## Textblock
****
Sunny war für Gillian eine therapeutische Hilfe und Gillian für Sunny der Lebensinhalt. Wenn sie beiden doch nur hätten sehen können. Für mich schien die Sonne, wenn ich Gillian sah.. wie sie mit ihr spielte, sie küsste und sich endlich mal frei fühlte.

Gillian verhalf Sunny im Gegenzug zu mehr Vertrauen in die Menschen. Sunny lernte richtiges Futter kennen. Gillian zeigte ihr die tollsten Spiele und wie es ist, geliebt zu werden.

Gillian konnte mit Sunny "verstecken" spielen. Gillian versteckte sich im Bad und Sunny suchte sie. Wenn Sunny sie fand, taten beide so als erschreckten sie sich. Gillian lachte und Sunny wälzte sich vor Glück auf dem Boden. Kumpels halt.
****
[Gespeicherte Dateneinträge]
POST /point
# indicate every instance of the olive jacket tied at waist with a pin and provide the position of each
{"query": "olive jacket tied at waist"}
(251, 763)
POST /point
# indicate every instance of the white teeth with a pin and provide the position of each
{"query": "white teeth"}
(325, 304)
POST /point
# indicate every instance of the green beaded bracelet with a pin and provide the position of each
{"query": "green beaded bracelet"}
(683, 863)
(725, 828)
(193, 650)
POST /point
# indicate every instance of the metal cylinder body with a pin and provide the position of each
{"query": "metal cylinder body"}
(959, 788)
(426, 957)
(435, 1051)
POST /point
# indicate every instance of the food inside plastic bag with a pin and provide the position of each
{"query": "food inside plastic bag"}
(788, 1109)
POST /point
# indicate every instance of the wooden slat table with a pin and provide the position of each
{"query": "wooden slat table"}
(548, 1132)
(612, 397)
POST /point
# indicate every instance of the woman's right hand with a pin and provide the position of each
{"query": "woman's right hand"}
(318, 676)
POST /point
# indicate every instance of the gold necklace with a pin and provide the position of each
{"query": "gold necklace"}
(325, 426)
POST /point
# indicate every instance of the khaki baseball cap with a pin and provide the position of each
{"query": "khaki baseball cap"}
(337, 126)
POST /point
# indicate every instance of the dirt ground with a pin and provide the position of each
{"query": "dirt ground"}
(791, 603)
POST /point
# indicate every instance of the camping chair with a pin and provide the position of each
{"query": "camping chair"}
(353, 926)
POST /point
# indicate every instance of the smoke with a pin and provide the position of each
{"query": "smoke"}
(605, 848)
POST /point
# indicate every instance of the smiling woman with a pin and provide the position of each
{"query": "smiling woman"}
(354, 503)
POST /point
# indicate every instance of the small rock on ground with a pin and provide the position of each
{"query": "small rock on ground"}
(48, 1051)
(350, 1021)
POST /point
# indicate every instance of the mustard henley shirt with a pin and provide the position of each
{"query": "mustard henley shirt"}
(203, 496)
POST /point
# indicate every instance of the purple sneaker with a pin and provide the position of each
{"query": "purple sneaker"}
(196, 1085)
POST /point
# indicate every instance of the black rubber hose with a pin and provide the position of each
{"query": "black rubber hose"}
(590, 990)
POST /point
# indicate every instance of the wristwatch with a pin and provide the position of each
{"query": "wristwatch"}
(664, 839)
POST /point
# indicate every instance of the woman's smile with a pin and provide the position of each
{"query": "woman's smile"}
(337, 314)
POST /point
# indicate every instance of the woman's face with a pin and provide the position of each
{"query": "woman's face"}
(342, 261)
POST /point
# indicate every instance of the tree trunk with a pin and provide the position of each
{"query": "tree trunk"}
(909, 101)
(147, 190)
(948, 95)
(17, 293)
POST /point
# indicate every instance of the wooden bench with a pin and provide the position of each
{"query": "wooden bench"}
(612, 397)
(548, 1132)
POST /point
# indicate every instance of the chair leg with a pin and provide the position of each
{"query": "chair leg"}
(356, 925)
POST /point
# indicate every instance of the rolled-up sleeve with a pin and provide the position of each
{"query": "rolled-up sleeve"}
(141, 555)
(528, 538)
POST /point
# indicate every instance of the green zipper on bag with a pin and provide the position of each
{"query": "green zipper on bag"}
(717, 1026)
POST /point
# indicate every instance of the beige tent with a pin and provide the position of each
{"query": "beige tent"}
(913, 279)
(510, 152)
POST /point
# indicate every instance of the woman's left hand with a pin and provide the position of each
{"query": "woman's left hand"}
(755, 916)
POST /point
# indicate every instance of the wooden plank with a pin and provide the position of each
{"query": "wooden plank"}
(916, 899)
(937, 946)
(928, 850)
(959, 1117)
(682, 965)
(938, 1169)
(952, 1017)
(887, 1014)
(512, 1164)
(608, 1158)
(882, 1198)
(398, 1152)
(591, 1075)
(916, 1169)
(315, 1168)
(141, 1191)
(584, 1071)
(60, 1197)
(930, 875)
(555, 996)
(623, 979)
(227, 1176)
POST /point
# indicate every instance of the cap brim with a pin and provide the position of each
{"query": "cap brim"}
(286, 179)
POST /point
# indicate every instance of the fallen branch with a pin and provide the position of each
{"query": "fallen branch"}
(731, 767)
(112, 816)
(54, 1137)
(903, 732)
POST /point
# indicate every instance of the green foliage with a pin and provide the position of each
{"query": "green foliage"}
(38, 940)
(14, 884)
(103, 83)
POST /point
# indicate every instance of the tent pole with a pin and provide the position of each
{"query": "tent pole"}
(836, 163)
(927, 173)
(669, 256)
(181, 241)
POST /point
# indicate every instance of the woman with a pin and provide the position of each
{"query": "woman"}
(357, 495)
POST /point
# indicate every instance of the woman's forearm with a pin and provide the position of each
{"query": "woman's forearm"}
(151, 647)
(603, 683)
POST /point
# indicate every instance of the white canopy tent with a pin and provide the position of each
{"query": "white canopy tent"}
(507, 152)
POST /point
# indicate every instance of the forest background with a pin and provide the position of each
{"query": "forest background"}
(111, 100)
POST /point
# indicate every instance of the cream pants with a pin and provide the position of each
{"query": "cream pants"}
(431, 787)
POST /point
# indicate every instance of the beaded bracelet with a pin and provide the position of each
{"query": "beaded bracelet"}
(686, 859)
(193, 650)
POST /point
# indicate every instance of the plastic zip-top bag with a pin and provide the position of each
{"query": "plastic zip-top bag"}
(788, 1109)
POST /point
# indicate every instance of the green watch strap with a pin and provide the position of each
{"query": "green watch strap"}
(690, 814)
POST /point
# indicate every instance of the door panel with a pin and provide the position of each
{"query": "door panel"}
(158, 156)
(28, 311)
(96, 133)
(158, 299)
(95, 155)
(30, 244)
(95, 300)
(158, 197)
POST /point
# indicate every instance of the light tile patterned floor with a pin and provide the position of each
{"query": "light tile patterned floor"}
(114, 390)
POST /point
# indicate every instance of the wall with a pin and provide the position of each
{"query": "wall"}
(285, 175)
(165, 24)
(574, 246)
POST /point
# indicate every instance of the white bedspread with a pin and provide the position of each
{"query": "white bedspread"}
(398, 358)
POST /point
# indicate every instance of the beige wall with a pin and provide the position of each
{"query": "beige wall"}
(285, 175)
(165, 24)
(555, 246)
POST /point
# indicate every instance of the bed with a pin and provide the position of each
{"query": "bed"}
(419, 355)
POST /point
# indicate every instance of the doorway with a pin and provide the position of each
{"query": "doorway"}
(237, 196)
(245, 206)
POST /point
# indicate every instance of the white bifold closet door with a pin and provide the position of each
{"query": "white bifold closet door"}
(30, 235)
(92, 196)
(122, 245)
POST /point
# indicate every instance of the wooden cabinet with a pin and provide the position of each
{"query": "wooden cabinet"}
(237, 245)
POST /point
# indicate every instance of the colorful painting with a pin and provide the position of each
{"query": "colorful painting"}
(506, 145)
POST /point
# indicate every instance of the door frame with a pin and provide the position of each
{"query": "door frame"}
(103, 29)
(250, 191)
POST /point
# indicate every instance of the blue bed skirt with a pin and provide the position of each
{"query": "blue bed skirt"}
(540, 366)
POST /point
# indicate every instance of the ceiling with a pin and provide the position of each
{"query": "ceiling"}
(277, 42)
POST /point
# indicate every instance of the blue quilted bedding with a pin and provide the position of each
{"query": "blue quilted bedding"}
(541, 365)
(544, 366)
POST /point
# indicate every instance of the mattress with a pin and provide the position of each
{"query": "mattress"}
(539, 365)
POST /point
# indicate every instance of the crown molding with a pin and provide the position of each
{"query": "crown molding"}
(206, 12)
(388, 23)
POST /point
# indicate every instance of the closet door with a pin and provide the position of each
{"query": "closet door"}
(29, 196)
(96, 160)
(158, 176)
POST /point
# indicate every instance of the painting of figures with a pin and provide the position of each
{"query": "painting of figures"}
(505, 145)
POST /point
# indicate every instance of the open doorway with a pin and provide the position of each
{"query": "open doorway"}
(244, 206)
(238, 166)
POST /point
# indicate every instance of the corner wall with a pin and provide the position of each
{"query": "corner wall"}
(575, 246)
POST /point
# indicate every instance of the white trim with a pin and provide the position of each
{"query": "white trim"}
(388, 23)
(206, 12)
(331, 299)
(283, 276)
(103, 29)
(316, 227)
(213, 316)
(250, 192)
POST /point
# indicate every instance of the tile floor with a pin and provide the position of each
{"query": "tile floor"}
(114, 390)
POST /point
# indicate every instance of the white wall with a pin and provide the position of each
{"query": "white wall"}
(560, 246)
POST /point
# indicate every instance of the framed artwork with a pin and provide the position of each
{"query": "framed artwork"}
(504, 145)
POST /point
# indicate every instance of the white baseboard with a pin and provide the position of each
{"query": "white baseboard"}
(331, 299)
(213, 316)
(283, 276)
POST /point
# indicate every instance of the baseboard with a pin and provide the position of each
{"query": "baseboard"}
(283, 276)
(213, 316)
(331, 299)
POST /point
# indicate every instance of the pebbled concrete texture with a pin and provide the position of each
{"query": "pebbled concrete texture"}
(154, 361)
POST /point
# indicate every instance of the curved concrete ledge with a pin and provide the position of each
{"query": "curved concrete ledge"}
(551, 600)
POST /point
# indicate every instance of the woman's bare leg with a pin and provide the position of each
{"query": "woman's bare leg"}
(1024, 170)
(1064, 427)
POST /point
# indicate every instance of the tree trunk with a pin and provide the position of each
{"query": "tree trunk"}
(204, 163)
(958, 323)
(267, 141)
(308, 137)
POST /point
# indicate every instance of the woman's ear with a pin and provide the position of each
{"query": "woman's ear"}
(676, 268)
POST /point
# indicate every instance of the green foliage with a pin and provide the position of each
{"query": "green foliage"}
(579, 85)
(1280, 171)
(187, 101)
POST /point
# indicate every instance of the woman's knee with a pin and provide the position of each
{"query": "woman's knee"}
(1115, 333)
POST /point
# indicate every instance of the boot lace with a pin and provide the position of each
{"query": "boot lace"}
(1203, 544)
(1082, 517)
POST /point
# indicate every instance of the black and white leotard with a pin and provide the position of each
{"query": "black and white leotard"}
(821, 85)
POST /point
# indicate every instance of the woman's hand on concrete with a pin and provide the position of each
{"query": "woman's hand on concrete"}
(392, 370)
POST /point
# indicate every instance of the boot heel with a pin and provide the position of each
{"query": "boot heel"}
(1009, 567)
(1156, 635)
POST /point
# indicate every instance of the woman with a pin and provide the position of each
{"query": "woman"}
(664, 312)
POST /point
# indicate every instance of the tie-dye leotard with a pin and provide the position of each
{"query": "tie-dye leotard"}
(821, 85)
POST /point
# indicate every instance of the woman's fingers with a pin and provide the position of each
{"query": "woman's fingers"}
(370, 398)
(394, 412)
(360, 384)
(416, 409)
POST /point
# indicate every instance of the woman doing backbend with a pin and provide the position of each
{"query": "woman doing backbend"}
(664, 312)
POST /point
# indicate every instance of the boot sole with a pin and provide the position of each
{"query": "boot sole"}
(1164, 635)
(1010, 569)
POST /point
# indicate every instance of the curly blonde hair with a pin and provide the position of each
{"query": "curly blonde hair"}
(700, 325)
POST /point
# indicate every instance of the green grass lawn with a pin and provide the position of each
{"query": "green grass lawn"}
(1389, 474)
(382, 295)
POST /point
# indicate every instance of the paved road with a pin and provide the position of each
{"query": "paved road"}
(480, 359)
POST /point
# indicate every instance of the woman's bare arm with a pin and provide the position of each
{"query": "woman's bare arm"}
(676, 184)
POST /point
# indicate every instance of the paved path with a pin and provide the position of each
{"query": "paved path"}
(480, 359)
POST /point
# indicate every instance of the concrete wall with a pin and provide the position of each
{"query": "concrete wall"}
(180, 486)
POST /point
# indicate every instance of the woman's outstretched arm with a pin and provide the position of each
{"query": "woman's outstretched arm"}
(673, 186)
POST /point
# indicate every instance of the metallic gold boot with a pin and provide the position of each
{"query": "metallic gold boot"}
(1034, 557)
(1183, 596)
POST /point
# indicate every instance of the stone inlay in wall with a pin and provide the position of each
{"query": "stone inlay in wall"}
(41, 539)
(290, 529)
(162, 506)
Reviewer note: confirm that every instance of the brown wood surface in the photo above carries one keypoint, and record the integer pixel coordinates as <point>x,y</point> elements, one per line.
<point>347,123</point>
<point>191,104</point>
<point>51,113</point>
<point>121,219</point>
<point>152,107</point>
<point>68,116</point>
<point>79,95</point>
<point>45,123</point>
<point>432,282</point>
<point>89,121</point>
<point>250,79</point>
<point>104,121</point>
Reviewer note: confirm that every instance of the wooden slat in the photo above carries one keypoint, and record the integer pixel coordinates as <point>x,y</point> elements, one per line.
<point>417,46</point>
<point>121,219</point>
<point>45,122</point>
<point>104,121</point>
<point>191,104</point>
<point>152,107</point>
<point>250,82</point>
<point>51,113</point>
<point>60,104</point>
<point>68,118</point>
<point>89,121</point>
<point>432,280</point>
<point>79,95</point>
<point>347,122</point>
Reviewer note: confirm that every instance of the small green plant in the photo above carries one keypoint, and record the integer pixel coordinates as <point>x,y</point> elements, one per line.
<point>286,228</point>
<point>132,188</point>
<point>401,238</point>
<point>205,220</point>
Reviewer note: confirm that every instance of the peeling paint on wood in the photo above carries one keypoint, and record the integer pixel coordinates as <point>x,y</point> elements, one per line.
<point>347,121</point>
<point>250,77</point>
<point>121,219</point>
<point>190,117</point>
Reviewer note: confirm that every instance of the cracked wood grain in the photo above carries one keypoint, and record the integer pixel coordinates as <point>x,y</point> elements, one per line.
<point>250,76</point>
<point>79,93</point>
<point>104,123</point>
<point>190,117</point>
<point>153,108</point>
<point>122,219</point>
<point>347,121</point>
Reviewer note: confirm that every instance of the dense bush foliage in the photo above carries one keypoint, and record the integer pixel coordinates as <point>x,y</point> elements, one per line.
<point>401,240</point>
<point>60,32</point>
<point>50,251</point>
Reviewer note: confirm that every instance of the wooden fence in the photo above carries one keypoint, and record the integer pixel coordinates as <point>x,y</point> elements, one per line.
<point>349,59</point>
****
## Material erkunden
a. Beantworte zum Text über Gillian und Sunny diese Fragen:
(i) Was war Sunny für Gillian?
(ii) Wo versteckte sich Gillian beim Versteckspiel?
(iii) Was tat Sunny vor Glück?
b. Zitiere aus dem Text über Gillian und Sunny die Stelle, die mit „Sunny war für“ beginnt und sich bis „mal frei fühlte.“ erstreckt.
Die Auflistung ist eigenständiges Material und gehört nicht zum Text.

## Ergebnisse der Aufgaben
a.
(i) Sunny war für Gillian eine therapeutische Hilfe.
(ii) Gillian versteckte sich im Bad.
(iii) Sunny wälzte sich vor Glück auf dem Boden.

b.
Sunny war für Gillian eine therapeutische Hilfe und Gillian für Sunny der Lebensinhalt. Wenn sie beiden doch nur hätten sehen können. Für mich schien die Sonne, wenn ich Gillian sah.. wie sie mit ihr spielte, sie küsste und sich endlich mal frei fühlte.